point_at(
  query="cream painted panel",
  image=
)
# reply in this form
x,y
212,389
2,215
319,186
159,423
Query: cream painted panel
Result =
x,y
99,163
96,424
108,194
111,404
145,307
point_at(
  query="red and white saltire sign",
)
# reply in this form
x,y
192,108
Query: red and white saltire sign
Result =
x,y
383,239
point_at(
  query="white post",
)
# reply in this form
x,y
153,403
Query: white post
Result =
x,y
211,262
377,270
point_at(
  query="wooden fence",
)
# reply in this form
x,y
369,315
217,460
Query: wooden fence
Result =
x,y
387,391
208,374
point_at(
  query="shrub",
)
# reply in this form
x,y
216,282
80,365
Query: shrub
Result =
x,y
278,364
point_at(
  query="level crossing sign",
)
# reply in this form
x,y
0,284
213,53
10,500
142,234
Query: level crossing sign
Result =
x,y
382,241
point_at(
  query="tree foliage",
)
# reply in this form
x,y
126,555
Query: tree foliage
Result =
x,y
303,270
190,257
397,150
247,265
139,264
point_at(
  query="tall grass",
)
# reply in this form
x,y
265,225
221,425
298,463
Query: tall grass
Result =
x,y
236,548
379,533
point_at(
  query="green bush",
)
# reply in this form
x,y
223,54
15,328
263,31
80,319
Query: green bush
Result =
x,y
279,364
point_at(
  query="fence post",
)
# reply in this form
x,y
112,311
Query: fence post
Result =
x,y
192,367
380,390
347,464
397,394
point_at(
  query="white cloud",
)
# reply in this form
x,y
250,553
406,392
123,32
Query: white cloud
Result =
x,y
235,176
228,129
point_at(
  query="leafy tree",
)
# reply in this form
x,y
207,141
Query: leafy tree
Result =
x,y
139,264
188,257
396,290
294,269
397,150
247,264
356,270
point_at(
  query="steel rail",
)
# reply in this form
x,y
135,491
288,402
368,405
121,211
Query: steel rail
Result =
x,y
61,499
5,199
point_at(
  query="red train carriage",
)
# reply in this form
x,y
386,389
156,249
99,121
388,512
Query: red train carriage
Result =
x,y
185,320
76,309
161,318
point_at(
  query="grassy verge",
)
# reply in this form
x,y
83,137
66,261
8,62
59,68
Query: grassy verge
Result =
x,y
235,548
■ ■ ■ ■ ■ ■ ■
Reproduce each line of the entries above that contains the word "crossing".

  query="level crossing sign",
Query: level crossing sign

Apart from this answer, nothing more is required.